● Aim of the exercise:
Change "frozen river" to "icy river" in the lines from the one with "Question: Outline the snow by" up to and including the one with "[0,514,928,797]", leaving everything else the same, and give back only those lines.

● Record extracts:
==================================================

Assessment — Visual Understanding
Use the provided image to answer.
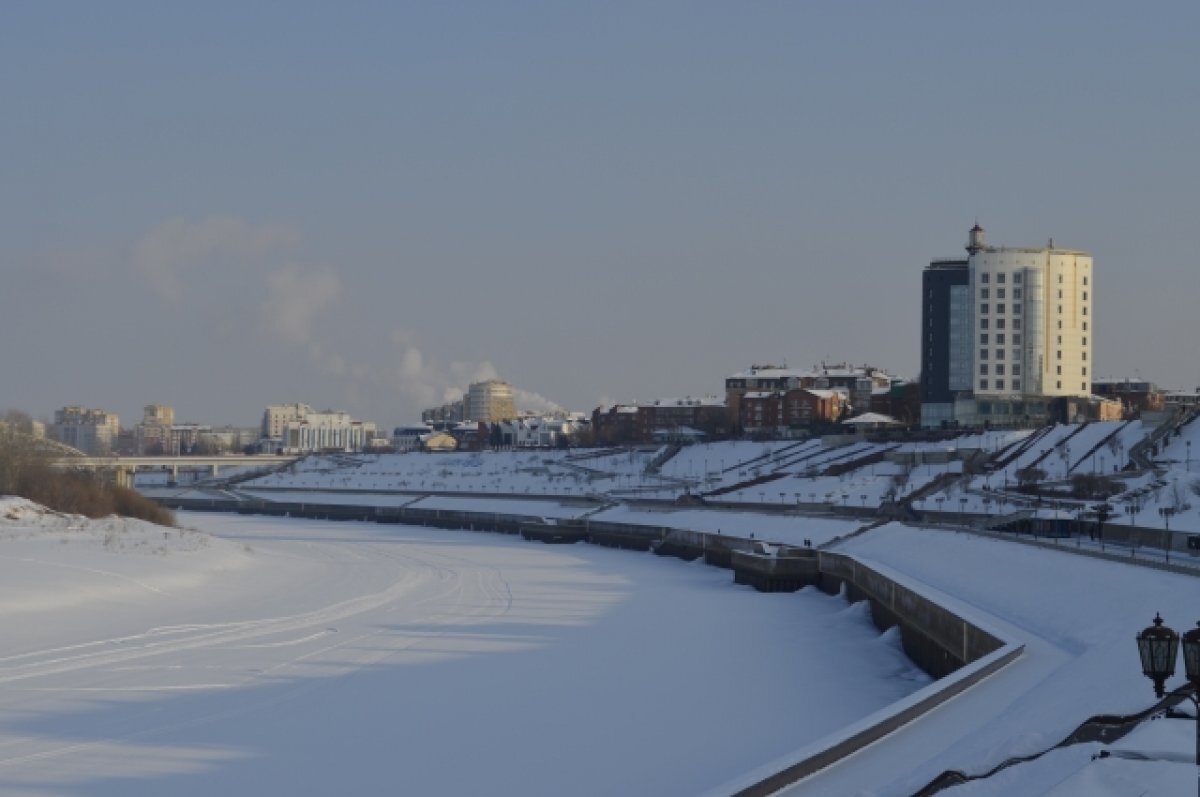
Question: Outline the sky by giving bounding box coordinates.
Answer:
[0,1,1200,426]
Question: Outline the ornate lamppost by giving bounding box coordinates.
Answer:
[1138,613,1200,795]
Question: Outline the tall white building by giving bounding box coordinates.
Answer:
[967,224,1096,399]
[922,224,1096,425]
[262,402,312,441]
[463,379,517,424]
[53,407,121,456]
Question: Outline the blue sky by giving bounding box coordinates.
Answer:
[0,2,1200,425]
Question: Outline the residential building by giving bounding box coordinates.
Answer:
[281,411,376,454]
[463,379,517,424]
[922,224,1096,426]
[133,405,179,456]
[920,259,973,427]
[738,388,850,437]
[262,402,312,441]
[725,362,896,425]
[50,407,121,456]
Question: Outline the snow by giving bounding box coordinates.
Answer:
[785,523,1200,795]
[0,502,928,796]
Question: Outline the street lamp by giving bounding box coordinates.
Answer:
[1158,507,1178,564]
[1138,612,1200,793]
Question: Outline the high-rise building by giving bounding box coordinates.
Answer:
[262,402,312,441]
[463,379,517,424]
[920,258,973,427]
[53,407,121,456]
[922,224,1096,426]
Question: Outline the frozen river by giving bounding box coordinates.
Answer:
[0,514,928,797]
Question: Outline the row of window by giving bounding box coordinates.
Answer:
[979,288,1027,299]
[979,374,1087,392]
[979,333,1022,346]
[979,379,1021,390]
[979,302,1022,316]
[979,271,1022,284]
[979,362,1021,377]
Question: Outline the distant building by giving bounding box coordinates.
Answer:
[280,411,376,454]
[50,407,121,456]
[738,388,850,436]
[262,403,312,441]
[133,405,179,456]
[463,379,517,424]
[421,399,466,429]
[922,224,1108,426]
[1092,379,1166,417]
[391,424,433,454]
[725,362,896,425]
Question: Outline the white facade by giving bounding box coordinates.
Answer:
[281,412,376,454]
[463,379,517,424]
[262,402,312,441]
[53,407,121,456]
[968,237,1096,399]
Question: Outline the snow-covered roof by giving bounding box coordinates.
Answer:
[841,413,900,426]
[641,396,725,407]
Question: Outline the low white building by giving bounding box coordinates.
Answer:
[280,411,376,454]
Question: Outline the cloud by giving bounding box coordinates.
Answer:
[131,216,300,304]
[259,265,344,343]
[512,388,565,414]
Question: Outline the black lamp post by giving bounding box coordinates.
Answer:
[1138,613,1200,795]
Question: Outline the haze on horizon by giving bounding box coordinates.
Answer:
[0,2,1200,427]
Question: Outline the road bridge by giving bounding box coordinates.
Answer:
[54,454,300,487]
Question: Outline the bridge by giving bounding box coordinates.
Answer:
[53,454,300,487]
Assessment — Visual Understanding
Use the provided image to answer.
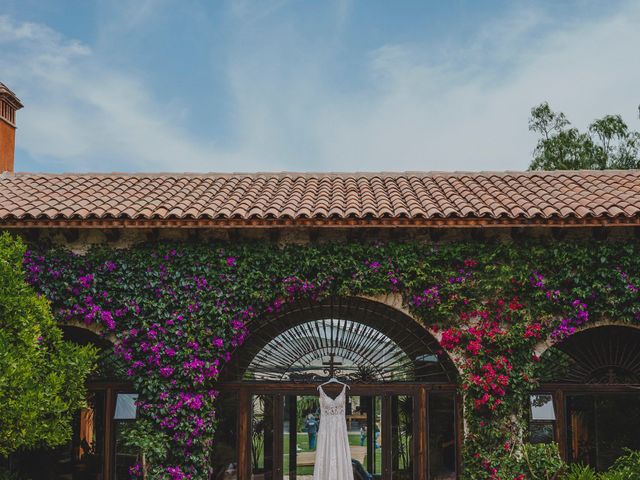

==================================================

● Solved exercise:
Question: Outline the snow by giving bounding box coordinates.
Answer:
[785,523,1200,795]
[0,502,928,796]
Question: Outline the street lamp by giving bounding box coordinates.
Answer:
[1158,507,1178,564]
[1138,612,1200,793]
Question: Outline the high-rise building by giving bounding box coordinates.
Answer:
[262,402,312,441]
[463,379,517,424]
[920,258,973,427]
[53,407,121,456]
[922,224,1096,426]
Question: Outline the icy river by giving bounding box coordinates.
Answer:
[0,514,928,797]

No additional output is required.